Brano fornito »
---------------

Ci sono naturalmente una serie di personificazioni della morte anche nell’arte contemporanea. Personificazioni della morte fanno capolino dal campo del cinema classico e d’animazione.

Il Settimo Sigillo

Nel film Il settimo sigillo di Ingmar Bergman, 1957, La Morte appare come un uomo pallido vestito con un lungo mantello nero. La Morte è rappresentata senza la sua tipica falce o clessidra. Il Mietitore arriva per reclamare la vita di Antonius Block, un cavaliere e appassionato giocatore di scacchi, che sfida la Morte a una partita di scacchi. La Morte non potrà portarlo con se finché la partita a schacchi non sarà finita. Nel film, la Morte prende la vita delle persone portandole via o facendole morire normalmente (come si vede quando uccide il personaggio Skat). L’aspetto completamente incarnato serve a dare alla Morte un aspetto meno spaventoso e consente al pubblico di concentrarsi maggiormente sui suoi dialoghi e sulle sue azioni.

---------------

Righe mostrate »
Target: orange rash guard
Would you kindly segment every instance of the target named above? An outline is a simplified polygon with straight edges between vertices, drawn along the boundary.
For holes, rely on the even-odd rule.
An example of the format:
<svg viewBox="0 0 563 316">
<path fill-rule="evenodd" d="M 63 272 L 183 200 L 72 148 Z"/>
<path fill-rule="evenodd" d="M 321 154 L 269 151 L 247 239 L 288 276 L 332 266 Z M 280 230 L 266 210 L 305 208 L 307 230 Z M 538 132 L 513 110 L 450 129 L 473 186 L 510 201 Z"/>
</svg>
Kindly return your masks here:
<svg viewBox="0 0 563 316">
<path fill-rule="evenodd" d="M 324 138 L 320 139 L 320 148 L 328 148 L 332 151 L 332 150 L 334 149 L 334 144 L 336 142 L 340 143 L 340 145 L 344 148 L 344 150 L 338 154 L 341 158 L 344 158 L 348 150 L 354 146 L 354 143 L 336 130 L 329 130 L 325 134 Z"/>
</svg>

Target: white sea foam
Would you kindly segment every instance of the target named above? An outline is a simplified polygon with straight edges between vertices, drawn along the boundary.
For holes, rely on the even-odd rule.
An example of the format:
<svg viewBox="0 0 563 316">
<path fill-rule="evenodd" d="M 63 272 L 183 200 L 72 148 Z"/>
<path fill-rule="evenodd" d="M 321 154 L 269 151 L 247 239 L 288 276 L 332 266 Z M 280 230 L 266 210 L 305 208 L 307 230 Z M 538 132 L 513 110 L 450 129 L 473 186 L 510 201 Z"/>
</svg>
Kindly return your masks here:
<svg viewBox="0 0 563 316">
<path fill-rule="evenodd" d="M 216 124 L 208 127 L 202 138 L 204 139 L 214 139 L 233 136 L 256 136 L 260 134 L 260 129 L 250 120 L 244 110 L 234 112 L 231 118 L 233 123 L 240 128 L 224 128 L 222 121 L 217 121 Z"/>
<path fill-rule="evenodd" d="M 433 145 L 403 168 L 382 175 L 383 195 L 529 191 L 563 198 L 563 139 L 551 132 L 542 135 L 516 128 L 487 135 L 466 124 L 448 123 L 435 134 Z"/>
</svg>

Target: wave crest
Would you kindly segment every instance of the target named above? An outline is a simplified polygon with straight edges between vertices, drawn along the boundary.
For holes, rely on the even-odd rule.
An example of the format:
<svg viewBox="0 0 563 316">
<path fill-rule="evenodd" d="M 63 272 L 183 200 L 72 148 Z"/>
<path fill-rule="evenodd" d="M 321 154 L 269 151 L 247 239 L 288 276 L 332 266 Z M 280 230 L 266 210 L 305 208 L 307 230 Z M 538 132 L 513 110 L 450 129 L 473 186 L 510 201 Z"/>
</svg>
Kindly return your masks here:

---------------

Problema da risolvere » Secondo il brano fornito, con quale aspetto appare la Morte nel film Il settimo sigillo? Le righe qui non hanno alcun ruolo.

La tua risposta » Come un uomo pallido vestito con un lungo mantello nero.